■ Task to carry out:
Arrange everything from the line containing "267L474 305L407 315L431" down to the line containing "positive clicks: (463, 303)", both included, as a JSON list of strings with one string per line and no blank lines.

■ Saved entries:

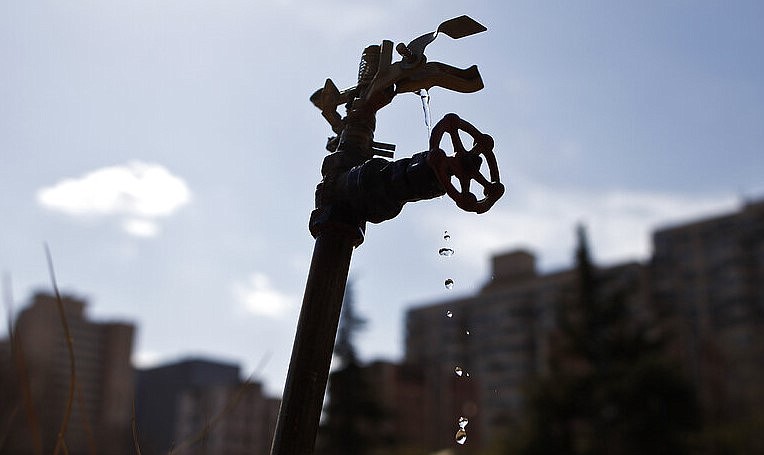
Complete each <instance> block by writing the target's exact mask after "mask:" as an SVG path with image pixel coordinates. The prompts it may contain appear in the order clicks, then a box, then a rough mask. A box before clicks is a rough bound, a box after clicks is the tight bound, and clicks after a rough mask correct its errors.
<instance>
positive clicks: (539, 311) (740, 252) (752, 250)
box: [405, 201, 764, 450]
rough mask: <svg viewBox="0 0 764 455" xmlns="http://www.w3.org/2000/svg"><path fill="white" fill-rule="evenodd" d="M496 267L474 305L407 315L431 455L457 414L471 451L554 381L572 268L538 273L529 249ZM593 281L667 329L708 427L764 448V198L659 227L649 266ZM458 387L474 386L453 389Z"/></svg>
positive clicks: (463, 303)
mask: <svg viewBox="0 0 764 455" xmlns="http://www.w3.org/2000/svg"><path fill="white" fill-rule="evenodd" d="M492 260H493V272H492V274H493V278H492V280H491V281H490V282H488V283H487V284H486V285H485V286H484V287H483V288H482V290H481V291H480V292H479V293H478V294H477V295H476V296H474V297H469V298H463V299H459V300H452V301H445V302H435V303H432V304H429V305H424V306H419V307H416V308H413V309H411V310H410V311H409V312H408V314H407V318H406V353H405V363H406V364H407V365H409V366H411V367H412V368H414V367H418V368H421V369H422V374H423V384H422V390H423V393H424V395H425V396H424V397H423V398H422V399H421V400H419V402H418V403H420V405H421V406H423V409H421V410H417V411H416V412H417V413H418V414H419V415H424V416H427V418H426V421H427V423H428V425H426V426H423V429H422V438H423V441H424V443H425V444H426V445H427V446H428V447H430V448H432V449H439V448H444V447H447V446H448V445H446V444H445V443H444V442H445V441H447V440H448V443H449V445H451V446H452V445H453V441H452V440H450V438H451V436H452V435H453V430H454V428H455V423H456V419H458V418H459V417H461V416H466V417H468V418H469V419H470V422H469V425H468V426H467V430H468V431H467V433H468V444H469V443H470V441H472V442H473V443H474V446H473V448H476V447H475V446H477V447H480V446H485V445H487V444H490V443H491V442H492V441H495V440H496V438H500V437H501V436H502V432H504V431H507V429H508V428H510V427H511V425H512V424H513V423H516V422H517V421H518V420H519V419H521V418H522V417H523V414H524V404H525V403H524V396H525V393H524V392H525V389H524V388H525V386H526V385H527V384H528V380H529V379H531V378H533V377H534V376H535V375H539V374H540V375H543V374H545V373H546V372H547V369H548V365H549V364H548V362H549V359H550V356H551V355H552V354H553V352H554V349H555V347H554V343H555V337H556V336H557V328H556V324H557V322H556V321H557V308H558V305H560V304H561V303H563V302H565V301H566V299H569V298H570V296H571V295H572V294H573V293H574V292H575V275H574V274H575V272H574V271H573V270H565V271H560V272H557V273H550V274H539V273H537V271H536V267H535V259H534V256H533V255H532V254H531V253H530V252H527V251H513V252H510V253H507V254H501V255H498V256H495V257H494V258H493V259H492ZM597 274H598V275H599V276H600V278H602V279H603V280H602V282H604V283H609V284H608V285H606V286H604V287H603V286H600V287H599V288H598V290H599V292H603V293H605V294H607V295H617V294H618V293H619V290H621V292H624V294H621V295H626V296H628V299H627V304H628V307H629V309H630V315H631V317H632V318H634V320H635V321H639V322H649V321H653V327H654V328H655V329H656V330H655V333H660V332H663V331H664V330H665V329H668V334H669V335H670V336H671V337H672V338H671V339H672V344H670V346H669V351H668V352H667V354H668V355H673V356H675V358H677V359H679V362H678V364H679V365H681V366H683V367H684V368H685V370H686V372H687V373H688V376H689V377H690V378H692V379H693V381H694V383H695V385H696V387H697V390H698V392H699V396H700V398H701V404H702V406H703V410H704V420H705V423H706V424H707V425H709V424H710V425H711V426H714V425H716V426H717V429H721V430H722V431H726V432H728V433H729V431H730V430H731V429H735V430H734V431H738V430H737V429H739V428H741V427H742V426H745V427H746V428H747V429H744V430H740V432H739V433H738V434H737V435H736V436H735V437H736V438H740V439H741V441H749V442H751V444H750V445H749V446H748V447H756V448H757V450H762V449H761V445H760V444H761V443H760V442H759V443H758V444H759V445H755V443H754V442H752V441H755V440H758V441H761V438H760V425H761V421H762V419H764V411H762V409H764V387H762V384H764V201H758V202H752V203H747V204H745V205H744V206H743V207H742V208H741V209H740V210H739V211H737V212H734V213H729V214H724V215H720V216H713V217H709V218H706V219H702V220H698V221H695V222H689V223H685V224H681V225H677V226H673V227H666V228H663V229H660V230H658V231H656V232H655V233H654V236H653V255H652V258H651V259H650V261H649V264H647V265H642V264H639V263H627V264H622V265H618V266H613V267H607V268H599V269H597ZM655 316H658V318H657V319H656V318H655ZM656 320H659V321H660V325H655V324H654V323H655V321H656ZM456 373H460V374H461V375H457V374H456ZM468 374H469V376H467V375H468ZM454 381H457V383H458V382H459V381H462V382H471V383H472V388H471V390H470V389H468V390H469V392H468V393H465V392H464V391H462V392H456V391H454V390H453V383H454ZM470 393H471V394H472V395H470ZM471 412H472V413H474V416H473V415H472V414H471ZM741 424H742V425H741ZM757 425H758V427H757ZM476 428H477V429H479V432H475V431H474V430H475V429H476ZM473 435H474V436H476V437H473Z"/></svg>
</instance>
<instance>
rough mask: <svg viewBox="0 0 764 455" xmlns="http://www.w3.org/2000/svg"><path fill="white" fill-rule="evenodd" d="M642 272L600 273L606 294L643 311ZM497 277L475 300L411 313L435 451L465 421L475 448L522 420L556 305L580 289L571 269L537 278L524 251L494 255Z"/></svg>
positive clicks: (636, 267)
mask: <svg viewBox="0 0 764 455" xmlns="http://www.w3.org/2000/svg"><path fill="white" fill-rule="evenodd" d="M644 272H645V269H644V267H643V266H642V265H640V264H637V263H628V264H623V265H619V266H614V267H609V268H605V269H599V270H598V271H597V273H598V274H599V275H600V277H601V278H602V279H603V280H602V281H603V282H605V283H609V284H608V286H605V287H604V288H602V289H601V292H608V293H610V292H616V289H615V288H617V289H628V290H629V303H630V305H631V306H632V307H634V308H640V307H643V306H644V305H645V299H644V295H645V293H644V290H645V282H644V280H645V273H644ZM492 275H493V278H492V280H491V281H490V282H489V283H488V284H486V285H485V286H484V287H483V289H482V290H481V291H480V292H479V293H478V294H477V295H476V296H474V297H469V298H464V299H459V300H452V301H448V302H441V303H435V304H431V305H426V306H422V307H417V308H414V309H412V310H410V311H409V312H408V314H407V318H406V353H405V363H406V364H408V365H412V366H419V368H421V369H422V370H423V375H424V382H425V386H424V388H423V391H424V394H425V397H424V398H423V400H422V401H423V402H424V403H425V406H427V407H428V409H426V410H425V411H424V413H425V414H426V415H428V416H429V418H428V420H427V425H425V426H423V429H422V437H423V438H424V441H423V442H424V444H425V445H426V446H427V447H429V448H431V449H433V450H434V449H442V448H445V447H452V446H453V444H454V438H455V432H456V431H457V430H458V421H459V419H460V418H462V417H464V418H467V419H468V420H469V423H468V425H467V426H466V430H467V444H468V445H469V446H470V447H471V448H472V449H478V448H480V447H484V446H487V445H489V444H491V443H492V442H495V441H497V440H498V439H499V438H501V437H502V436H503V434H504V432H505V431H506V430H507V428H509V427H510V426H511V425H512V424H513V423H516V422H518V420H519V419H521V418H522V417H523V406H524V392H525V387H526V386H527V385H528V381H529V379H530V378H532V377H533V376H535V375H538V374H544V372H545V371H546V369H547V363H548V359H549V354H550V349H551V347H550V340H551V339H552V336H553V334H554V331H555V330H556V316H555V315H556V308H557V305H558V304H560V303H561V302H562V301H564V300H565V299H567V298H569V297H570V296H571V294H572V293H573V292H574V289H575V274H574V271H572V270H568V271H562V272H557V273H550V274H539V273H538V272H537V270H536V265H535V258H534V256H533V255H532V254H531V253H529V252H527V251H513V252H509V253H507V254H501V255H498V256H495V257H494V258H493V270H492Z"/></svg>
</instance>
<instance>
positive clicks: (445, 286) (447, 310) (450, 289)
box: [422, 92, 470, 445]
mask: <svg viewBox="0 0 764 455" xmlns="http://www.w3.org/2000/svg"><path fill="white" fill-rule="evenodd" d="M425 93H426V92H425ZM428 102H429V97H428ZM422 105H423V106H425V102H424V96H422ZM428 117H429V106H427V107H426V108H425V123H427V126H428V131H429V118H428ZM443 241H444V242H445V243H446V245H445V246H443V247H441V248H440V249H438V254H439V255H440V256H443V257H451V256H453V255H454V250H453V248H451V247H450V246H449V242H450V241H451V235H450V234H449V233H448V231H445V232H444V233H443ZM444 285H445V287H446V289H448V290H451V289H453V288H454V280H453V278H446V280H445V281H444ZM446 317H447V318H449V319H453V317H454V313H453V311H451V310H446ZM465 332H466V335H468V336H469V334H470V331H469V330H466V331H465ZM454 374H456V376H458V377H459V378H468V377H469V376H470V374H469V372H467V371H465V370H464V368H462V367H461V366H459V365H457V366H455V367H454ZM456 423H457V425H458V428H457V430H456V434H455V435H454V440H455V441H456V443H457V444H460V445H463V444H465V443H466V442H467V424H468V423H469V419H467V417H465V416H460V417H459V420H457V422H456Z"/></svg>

■ Task answer:
[
  "rough mask: <svg viewBox=\"0 0 764 455\" xmlns=\"http://www.w3.org/2000/svg\"><path fill=\"white\" fill-rule=\"evenodd\" d=\"M496 267L474 305L407 315L431 455L457 414L471 451L554 381L572 268L538 273L529 249ZM593 281L667 329L708 427L764 448V198L659 227L649 266ZM458 387L474 386L453 389Z\"/></svg>",
  "positive clicks: (463, 303)"
]